═══ Material for this exercise
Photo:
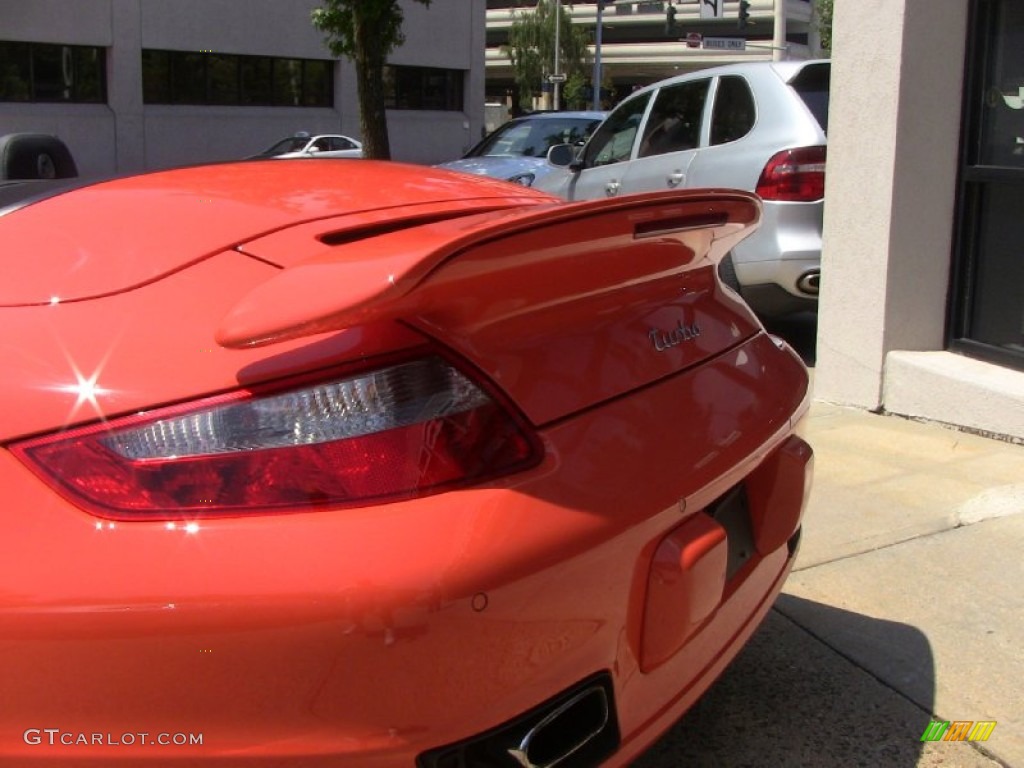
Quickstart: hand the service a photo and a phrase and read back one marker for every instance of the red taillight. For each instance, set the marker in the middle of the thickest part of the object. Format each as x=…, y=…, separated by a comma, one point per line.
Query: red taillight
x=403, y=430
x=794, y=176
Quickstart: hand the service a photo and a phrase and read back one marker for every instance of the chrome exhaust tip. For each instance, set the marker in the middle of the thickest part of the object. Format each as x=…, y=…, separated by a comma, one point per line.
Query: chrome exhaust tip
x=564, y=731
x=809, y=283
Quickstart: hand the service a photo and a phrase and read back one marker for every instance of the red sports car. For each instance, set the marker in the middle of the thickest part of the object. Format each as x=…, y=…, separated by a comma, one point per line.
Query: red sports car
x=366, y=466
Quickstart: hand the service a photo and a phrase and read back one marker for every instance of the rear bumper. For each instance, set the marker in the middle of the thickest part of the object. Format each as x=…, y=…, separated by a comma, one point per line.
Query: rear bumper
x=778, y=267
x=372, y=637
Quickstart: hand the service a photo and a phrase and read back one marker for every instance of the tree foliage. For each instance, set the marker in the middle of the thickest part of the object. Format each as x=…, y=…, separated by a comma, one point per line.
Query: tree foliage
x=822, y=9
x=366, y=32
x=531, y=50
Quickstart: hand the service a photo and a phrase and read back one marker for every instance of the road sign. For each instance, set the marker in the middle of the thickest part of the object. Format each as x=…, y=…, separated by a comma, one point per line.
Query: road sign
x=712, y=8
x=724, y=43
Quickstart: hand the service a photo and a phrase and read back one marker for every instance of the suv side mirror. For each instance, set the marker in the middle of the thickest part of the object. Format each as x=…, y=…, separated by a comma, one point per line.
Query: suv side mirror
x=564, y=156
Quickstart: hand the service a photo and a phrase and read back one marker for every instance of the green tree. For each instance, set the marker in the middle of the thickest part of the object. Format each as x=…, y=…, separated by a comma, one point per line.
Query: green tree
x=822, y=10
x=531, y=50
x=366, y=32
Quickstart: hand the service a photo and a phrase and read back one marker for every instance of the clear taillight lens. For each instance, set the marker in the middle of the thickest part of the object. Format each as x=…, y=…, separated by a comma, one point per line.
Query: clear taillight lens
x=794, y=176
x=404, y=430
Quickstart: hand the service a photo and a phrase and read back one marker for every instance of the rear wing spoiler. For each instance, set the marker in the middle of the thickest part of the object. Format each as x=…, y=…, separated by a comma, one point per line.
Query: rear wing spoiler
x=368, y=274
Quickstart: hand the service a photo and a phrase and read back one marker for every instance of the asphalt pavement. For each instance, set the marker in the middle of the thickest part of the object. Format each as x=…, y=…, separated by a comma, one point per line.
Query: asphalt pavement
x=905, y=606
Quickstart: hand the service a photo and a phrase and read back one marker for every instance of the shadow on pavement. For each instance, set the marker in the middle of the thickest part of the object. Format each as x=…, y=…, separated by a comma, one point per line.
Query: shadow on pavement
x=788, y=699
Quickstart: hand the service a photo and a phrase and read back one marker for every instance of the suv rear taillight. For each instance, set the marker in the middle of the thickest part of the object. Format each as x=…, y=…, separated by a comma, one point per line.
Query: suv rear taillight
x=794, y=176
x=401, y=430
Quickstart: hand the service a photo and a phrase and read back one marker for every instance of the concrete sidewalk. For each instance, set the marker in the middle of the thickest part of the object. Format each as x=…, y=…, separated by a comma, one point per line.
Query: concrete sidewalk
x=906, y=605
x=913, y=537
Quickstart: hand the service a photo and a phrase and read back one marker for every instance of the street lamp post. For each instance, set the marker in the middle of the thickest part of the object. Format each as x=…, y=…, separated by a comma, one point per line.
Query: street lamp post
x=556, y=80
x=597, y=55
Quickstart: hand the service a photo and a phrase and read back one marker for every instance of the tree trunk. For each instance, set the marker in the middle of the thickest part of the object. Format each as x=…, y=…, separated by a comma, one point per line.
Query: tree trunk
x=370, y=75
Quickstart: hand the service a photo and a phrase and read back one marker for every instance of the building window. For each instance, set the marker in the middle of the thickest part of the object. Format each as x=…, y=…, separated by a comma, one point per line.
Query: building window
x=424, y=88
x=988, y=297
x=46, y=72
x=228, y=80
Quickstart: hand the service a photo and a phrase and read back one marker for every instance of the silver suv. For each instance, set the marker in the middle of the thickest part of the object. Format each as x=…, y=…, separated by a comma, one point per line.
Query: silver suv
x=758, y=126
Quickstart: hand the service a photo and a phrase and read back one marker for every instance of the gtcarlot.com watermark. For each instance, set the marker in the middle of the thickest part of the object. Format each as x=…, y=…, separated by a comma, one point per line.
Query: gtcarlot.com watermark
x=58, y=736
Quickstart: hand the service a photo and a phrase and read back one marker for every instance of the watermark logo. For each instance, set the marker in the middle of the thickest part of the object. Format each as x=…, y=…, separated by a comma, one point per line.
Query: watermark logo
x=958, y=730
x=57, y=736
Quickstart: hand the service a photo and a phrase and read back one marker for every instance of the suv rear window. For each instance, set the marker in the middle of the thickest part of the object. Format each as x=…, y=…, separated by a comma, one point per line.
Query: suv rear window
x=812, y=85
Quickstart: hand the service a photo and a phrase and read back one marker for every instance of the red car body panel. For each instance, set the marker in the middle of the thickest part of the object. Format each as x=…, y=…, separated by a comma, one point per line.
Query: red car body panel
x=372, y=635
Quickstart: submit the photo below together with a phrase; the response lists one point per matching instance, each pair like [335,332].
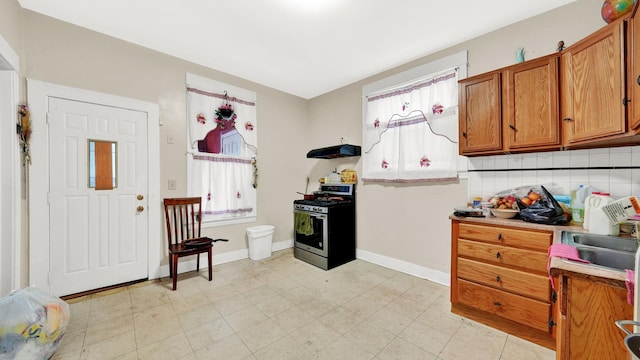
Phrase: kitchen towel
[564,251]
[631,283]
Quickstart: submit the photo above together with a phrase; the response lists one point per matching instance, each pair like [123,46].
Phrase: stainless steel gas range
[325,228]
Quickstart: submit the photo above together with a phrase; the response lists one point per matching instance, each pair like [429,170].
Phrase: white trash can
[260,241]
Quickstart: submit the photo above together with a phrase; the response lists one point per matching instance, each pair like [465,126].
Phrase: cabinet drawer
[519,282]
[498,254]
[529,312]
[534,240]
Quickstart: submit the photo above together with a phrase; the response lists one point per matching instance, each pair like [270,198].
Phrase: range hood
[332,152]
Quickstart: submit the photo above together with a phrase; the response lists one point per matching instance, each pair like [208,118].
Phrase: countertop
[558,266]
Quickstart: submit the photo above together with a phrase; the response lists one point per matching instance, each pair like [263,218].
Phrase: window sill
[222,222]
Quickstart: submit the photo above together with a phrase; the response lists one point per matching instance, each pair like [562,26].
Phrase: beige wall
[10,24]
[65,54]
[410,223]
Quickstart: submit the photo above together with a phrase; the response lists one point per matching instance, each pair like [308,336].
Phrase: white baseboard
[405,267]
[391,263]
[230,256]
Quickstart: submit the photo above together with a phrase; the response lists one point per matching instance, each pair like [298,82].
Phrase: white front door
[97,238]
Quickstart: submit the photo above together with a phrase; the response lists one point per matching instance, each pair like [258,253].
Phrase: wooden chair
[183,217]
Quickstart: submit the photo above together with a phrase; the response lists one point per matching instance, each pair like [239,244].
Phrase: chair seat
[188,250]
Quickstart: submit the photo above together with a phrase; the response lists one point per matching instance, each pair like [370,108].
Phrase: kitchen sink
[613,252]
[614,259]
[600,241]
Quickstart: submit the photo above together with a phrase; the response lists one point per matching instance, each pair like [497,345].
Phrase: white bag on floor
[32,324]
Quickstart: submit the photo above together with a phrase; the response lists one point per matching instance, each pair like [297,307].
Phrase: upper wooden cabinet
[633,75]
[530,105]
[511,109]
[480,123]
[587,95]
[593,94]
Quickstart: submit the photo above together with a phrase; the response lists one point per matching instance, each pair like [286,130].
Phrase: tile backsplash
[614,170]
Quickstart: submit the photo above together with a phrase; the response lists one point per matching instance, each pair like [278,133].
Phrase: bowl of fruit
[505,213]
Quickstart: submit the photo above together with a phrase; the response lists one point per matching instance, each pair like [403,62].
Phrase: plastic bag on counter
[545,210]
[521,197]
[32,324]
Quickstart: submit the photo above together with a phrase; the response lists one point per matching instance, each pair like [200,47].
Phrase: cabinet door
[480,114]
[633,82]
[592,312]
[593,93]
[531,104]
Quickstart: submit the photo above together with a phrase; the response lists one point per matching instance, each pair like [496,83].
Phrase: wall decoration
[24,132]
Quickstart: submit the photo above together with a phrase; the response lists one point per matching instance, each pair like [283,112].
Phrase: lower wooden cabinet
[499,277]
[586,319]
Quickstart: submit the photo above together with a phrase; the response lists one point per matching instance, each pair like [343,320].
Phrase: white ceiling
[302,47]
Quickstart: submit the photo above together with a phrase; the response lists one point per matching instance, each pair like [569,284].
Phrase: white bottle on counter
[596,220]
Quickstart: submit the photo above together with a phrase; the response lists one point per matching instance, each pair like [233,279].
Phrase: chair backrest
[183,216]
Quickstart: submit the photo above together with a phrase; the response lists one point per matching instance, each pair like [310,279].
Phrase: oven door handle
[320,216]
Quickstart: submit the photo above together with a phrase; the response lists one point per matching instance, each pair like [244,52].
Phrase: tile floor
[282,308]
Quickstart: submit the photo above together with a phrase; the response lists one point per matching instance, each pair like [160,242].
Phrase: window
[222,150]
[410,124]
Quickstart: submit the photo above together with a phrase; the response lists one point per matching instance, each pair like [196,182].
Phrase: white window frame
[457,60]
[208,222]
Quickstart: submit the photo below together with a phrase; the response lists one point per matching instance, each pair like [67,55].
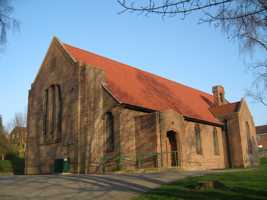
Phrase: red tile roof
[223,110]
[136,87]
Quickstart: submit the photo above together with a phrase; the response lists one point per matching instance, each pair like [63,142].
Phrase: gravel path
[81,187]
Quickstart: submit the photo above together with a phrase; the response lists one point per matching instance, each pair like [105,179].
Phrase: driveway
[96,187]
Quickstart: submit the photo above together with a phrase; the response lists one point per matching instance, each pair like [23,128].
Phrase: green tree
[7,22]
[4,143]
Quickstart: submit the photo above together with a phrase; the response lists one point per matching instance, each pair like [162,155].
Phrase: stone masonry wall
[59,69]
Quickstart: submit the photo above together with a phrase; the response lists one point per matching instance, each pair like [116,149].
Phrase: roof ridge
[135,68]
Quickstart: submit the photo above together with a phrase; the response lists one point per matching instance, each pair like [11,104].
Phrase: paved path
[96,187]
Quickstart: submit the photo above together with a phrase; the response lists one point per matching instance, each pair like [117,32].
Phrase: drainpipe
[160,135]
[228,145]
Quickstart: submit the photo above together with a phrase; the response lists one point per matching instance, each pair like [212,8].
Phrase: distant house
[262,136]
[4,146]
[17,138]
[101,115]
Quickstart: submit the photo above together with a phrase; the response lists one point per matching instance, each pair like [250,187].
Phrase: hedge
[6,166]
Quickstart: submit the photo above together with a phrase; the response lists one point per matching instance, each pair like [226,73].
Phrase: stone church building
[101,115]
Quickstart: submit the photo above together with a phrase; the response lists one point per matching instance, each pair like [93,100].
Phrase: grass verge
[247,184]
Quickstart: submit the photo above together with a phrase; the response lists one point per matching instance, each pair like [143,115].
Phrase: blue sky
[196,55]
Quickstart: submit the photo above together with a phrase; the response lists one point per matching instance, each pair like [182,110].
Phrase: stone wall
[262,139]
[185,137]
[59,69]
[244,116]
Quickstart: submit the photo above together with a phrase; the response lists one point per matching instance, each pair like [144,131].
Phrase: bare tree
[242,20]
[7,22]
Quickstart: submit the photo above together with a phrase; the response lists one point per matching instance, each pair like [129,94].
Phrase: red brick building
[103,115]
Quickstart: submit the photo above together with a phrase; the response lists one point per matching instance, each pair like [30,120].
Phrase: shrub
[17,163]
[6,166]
══════
### To be done:
Copy everything in the listing above from the line containing "the tree foliage." down to the line containing "x=724, y=43", with both of those lines included.

### Complete answer:
Quickstart: hand the service a photo and a phrase and read back one marker for every instance of the tree foliage. For each instance, set the marker in the middle of the thickest part of the object. Format each as x=…, y=…, separated by a comma, one point per line.
Query: tree foliage
x=822, y=9
x=366, y=32
x=531, y=50
Quickstart: hand the service a photo and a phrase and read back one marker for every instance of the road sign. For each instance, set the marker in the middle of the thickest part of the object. Format each as x=…, y=…, separated by a comma, one point per line.
Query: road sign
x=712, y=8
x=724, y=43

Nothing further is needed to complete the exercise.